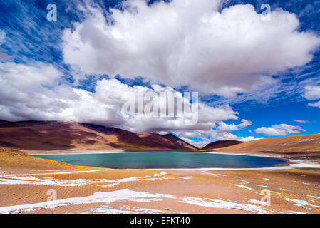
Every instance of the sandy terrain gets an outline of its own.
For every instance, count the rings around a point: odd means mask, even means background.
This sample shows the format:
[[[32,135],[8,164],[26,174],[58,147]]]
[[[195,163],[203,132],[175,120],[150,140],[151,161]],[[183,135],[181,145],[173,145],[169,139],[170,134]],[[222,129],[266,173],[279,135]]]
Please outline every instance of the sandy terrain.
[[[320,213],[314,167],[111,170],[1,155],[0,213]]]

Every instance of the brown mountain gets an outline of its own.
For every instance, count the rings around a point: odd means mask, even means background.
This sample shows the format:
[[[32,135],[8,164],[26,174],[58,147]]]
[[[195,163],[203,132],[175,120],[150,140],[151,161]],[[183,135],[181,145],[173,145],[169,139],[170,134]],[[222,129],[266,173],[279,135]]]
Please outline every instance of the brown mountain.
[[[57,121],[0,120],[0,147],[26,150],[161,151],[197,150],[171,135]]]
[[[267,138],[216,149],[223,152],[275,152],[281,154],[320,152],[320,134]]]
[[[223,141],[216,141],[211,143],[209,143],[205,147],[204,147],[202,150],[213,150],[213,149],[217,149],[217,148],[223,148],[227,147],[231,145],[237,145],[243,143],[243,142],[240,141],[234,141],[234,140],[223,140]]]

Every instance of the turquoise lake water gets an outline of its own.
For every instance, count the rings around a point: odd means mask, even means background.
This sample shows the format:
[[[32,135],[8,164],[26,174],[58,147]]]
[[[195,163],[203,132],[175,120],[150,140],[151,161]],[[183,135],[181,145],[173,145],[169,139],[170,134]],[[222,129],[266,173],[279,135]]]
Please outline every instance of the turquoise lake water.
[[[273,157],[202,152],[125,152],[34,157],[77,165],[114,169],[262,168],[287,162]]]

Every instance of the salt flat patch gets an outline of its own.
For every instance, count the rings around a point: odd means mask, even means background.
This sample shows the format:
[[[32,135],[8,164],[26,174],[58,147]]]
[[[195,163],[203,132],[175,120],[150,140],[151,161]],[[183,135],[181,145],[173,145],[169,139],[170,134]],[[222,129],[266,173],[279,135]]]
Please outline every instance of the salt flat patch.
[[[212,199],[186,197],[182,198],[182,200],[180,202],[186,204],[190,204],[202,207],[213,207],[213,208],[240,209],[255,213],[266,212],[266,211],[261,206],[252,205],[249,204],[237,204],[235,202],[221,200],[212,200]]]
[[[169,177],[150,177],[145,176],[140,177],[128,177],[122,179],[108,180],[89,180],[89,179],[76,179],[76,180],[60,180],[52,177],[34,177],[32,176],[21,175],[1,175],[0,176],[0,185],[54,185],[54,186],[84,186],[91,184],[116,184],[120,182],[135,182],[142,180],[159,180],[171,179]],[[105,185],[103,185],[102,186]],[[109,187],[109,186],[107,186]]]
[[[248,190],[252,190],[251,187],[247,187],[245,185],[234,185],[237,186],[239,187],[246,188],[246,189],[248,189]]]
[[[252,204],[259,204],[262,206],[269,206],[267,202],[261,201],[261,200],[250,200],[250,202]]]
[[[162,197],[174,197],[169,195],[151,194],[145,192],[135,192],[128,189],[123,189],[108,192],[96,192],[93,195],[58,200],[51,202],[43,202],[32,204],[0,207],[0,213],[20,213],[31,212],[39,208],[56,208],[69,205],[81,205],[93,203],[110,204],[116,201],[131,201],[138,202],[150,202],[160,201]]]
[[[101,206],[100,208],[91,208],[87,209],[87,211],[93,213],[103,214],[159,214],[164,212],[163,210],[150,208],[123,206],[120,209],[115,209],[113,207],[105,205]]]
[[[288,197],[286,197],[284,198],[284,200],[287,200],[287,201],[291,201],[291,202],[294,202],[295,205],[298,206],[298,207],[309,206],[309,207],[319,207],[319,208],[320,208],[320,206],[316,206],[316,205],[311,204],[310,204],[308,202],[304,201],[304,200],[291,199],[291,198],[289,198]]]

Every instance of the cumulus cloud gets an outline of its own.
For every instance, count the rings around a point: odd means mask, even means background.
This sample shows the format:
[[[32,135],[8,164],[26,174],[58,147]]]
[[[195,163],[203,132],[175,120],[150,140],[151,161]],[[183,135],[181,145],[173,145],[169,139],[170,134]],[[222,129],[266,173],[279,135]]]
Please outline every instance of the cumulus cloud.
[[[304,93],[301,95],[308,100],[320,99],[320,86],[306,86]],[[320,100],[314,103],[309,103],[309,106],[320,108]]]
[[[297,122],[297,123],[307,123],[310,122],[308,120],[294,120],[294,121]]]
[[[286,136],[289,134],[299,133],[305,131],[299,126],[293,126],[287,124],[272,125],[269,128],[262,127],[257,128],[254,131],[257,134],[264,134],[269,136]]]
[[[312,59],[319,38],[299,32],[294,14],[277,9],[262,20],[254,6],[219,12],[218,0],[172,0],[121,9],[87,4],[86,19],[64,31],[64,61],[85,74],[142,76],[229,98],[277,81],[268,76]]]
[[[182,110],[176,110],[173,116],[154,116],[151,110],[139,108],[124,115],[124,104],[137,102],[139,93],[153,93],[155,100],[166,105],[167,97],[175,97],[191,106],[189,98],[170,87],[157,84],[151,88],[129,86],[116,79],[102,79],[96,83],[94,92],[58,83],[61,73],[49,64],[37,63],[34,66],[14,63],[0,63],[0,119],[9,120],[70,120],[115,126],[133,131],[210,130],[215,123],[237,120],[238,114],[228,105],[210,107],[198,103],[198,121],[185,123]],[[148,101],[148,100],[147,100]],[[138,105],[145,105],[146,100]],[[192,110],[193,111],[193,110]],[[166,113],[169,108],[165,106]]]
[[[308,100],[320,99],[320,86],[306,86],[302,96]]]

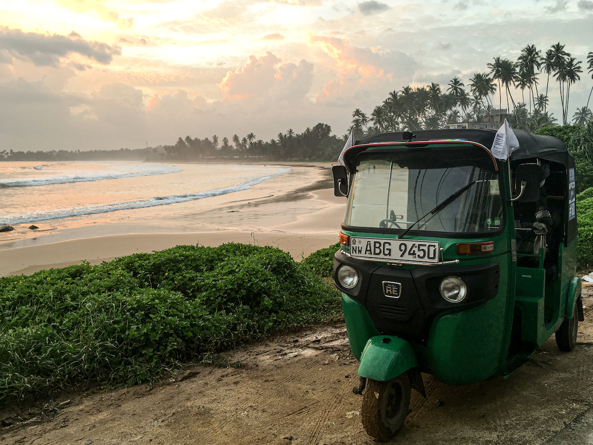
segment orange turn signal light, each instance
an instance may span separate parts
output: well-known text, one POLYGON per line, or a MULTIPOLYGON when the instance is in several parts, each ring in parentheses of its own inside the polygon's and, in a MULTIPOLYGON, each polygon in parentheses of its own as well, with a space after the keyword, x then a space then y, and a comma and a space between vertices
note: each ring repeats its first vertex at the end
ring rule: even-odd
POLYGON ((458 255, 479 255, 494 252, 494 241, 482 243, 457 243, 458 255))

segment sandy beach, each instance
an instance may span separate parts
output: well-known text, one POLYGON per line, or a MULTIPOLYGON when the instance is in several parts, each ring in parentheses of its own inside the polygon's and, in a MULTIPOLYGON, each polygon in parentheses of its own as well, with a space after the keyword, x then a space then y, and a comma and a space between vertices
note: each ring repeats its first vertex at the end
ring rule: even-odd
POLYGON ((337 242, 346 201, 333 195, 331 164, 273 166, 291 172, 228 195, 118 211, 113 222, 89 217, 66 228, 59 221, 37 224, 35 231, 25 227, 30 224, 15 227, 0 234, 0 275, 30 274, 82 260, 98 264, 179 244, 270 245, 299 260, 337 242))

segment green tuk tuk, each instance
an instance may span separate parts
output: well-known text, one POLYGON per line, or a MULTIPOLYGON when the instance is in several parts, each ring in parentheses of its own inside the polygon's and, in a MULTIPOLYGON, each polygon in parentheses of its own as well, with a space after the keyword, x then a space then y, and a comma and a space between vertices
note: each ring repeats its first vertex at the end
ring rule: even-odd
POLYGON ((366 432, 401 427, 421 373, 463 385, 507 376, 552 334, 569 351, 583 320, 575 277, 575 162, 559 139, 515 131, 388 133, 333 167, 347 197, 334 257, 366 432))

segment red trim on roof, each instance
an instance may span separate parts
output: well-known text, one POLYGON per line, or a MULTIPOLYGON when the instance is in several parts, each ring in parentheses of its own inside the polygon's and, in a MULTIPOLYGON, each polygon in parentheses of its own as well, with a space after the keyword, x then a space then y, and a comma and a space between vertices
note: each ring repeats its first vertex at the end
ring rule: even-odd
POLYGON ((470 144, 472 145, 476 145, 476 147, 481 147, 486 150, 486 152, 490 155, 490 158, 492 160, 492 163, 494 164, 494 169, 495 171, 498 171, 498 164, 496 163, 496 160, 494 156, 492 155, 492 152, 491 152, 488 148, 484 147, 479 142, 474 142, 472 141, 463 141, 463 140, 456 140, 451 141, 450 139, 431 139, 430 141, 413 141, 410 142, 372 142, 371 144, 361 144, 359 145, 352 145, 352 147, 348 148, 346 151, 344 152, 344 157, 346 157, 346 154, 348 152, 348 150, 352 148, 360 147, 381 147, 385 145, 425 145, 427 144, 470 144))

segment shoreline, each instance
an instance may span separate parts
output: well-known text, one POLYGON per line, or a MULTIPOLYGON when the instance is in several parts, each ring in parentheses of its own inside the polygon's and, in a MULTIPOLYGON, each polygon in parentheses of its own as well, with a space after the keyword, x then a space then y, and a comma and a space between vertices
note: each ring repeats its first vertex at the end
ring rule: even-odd
POLYGON ((28 275, 82 260, 98 264, 187 244, 270 245, 299 260, 337 242, 343 216, 345 200, 333 196, 331 170, 321 164, 267 163, 289 168, 306 167, 307 170, 299 170, 295 174, 311 182, 282 180, 281 175, 279 180, 236 192, 234 197, 238 199, 232 201, 227 199, 235 193, 198 206, 197 210, 192 203, 174 204, 180 211, 174 220, 151 215, 149 209, 118 211, 131 214, 126 217, 129 221, 120 218, 121 222, 49 228, 49 233, 42 236, 6 240, 0 243, 0 276, 28 275))

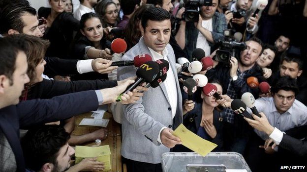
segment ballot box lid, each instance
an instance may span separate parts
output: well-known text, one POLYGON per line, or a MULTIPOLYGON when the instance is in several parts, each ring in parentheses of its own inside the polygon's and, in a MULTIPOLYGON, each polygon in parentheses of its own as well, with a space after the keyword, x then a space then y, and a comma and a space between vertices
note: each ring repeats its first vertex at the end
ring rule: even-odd
POLYGON ((164 172, 251 172, 242 155, 234 152, 211 152, 205 156, 195 152, 167 152, 162 154, 161 163, 164 172))

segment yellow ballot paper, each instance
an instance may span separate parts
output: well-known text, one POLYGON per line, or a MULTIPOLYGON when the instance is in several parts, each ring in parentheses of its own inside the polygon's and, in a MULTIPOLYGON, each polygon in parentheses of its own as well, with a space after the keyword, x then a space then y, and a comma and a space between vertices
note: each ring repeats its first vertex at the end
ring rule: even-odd
POLYGON ((76 146, 75 164, 80 162, 85 158, 97 157, 97 161, 104 163, 104 170, 111 170, 111 150, 109 145, 97 147, 89 147, 81 146, 76 146))
POLYGON ((184 146, 203 156, 217 146, 195 134, 182 123, 175 130, 173 134, 180 138, 184 146))

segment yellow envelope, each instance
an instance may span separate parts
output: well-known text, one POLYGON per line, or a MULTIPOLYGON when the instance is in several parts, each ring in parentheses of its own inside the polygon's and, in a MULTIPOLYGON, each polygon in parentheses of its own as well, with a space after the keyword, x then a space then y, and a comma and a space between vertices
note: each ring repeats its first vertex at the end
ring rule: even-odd
POLYGON ((178 126, 172 134, 180 138, 184 146, 203 156, 217 146, 188 130, 182 123, 178 126))

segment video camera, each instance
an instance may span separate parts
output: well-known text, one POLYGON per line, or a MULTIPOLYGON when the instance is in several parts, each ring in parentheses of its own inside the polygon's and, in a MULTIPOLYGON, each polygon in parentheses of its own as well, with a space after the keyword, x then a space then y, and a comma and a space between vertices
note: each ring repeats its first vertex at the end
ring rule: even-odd
POLYGON ((185 2, 185 8, 182 19, 186 22, 197 22, 199 18, 198 8, 202 6, 212 6, 212 0, 190 0, 185 2))
POLYGON ((216 51, 214 59, 223 63, 225 66, 228 66, 231 56, 236 56, 236 50, 245 49, 246 45, 244 42, 237 42, 233 38, 229 29, 224 30, 224 41, 218 40, 217 43, 219 49, 216 51))

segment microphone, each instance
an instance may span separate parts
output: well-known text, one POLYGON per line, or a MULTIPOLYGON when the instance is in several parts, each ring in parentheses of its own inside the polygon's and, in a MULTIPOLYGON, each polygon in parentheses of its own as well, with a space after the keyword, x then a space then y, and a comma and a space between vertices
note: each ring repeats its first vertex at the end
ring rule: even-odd
POLYGON ((252 88, 258 88, 259 86, 259 82, 258 81, 258 79, 256 77, 248 77, 247 79, 247 85, 252 88))
POLYGON ((198 61, 193 61, 189 65, 187 70, 192 74, 198 73, 203 68, 203 65, 198 61))
POLYGON ((203 87, 203 92, 207 97, 213 97, 215 98, 216 99, 221 99, 222 98, 219 96, 219 95, 216 93, 217 91, 217 88, 214 84, 208 83, 205 86, 203 87))
POLYGON ((234 34, 234 38, 236 39, 237 42, 241 42, 242 38, 243 38, 243 35, 242 35, 241 32, 237 32, 234 34))
POLYGON ((231 109, 235 111, 235 113, 238 115, 241 115, 251 120, 253 120, 251 115, 246 110, 246 105, 244 104, 242 100, 240 99, 235 99, 231 102, 231 109))
POLYGON ((193 94, 197 90, 197 84, 193 79, 189 78, 185 79, 184 82, 184 91, 187 93, 188 100, 193 99, 193 94))
POLYGON ((152 61, 152 56, 149 54, 140 54, 134 57, 133 60, 119 61, 112 62, 111 66, 126 66, 134 65, 137 68, 139 68, 144 63, 149 61, 152 61))
POLYGON ((256 17, 256 14, 258 14, 260 10, 262 10, 265 8, 266 6, 268 4, 268 0, 258 0, 256 2, 256 6, 257 9, 255 11, 255 12, 252 15, 253 17, 256 17))
MULTIPOLYGON (((127 49, 127 43, 121 38, 116 38, 111 43, 111 49, 114 52, 120 53, 124 52, 127 49)), ((113 54, 112 52, 111 53, 113 54)))
POLYGON ((242 101, 246 104, 246 106, 250 108, 253 114, 257 115, 259 117, 261 117, 260 114, 259 114, 256 106, 255 106, 255 98, 251 93, 246 92, 242 95, 241 97, 242 101))
POLYGON ((206 56, 205 51, 202 49, 196 49, 192 52, 192 59, 193 61, 199 61, 202 58, 206 56))
POLYGON ((262 93, 268 93, 270 92, 270 84, 267 82, 262 82, 259 84, 259 89, 262 93))
POLYGON ((116 101, 121 101, 121 96, 123 94, 132 91, 143 82, 151 82, 157 76, 158 73, 159 66, 155 62, 149 61, 142 65, 136 71, 137 78, 135 80, 135 82, 127 87, 123 93, 119 96, 116 101))
POLYGON ((185 63, 190 63, 190 62, 185 57, 179 57, 179 58, 178 58, 178 59, 177 59, 177 62, 178 62, 178 63, 179 63, 180 64, 181 64, 182 65, 183 65, 185 63))
POLYGON ((200 62, 203 65, 201 71, 210 70, 213 67, 213 60, 210 57, 202 58, 200 62))
POLYGON ((196 74, 193 76, 193 79, 196 82, 198 87, 204 87, 208 83, 208 78, 204 74, 196 74))

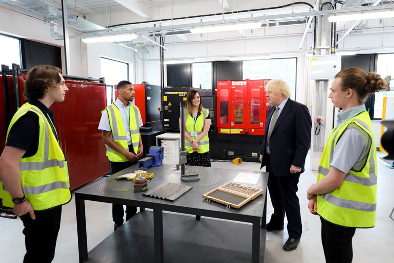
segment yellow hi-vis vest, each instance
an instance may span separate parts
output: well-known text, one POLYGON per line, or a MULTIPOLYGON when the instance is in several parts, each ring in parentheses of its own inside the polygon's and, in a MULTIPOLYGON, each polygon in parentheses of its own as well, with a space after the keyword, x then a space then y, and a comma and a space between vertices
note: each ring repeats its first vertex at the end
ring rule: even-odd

○ ○ ○ ○ ○

■ Exercise goal
From the material above, output as a JSON list of strings the lines starting at the line that contains "segment microphone, each instance" and ending at the line that contains "POLYGON ((231 109, 235", both included. Use one string per line and leave out blank lines.

■ Output for this exercise
[
  "segment microphone, each instance",
  "an instance may span separate parts",
  "output: well-known text, one POLYGON per line, or a MULTIPOLYGON when the instance is in several parts, each ring in parentheses of its own inside the polygon's and, in a MULTIPOLYGON, each polygon in parentheses of its own as well, with a space after the keyword, x then a space then y, and a comma and a space between vertices",
  "note: each ring repeats its first vertex at the end",
  "ring rule: even-odd",
  "POLYGON ((252 88, 258 88, 259 86, 259 82, 258 81, 258 79, 256 77, 248 77, 247 79, 247 85, 252 88))",
  "POLYGON ((198 61, 193 61, 189 65, 187 70, 192 74, 198 73, 203 68, 203 65, 198 61))",
  "POLYGON ((203 87, 203 92, 207 97, 213 97, 215 98, 216 99, 221 99, 222 98, 219 96, 219 95, 216 93, 217 91, 217 88, 214 84, 208 83, 205 86, 203 87))",
  "POLYGON ((234 34, 234 38, 236 39, 237 42, 241 42, 242 38, 243 38, 243 35, 242 35, 241 32, 237 32, 234 34))",
  "POLYGON ((231 109, 235 111, 235 113, 238 115, 241 115, 251 120, 253 120, 251 115, 246 110, 246 105, 244 104, 242 100, 240 99, 235 99, 231 102, 231 109))"
]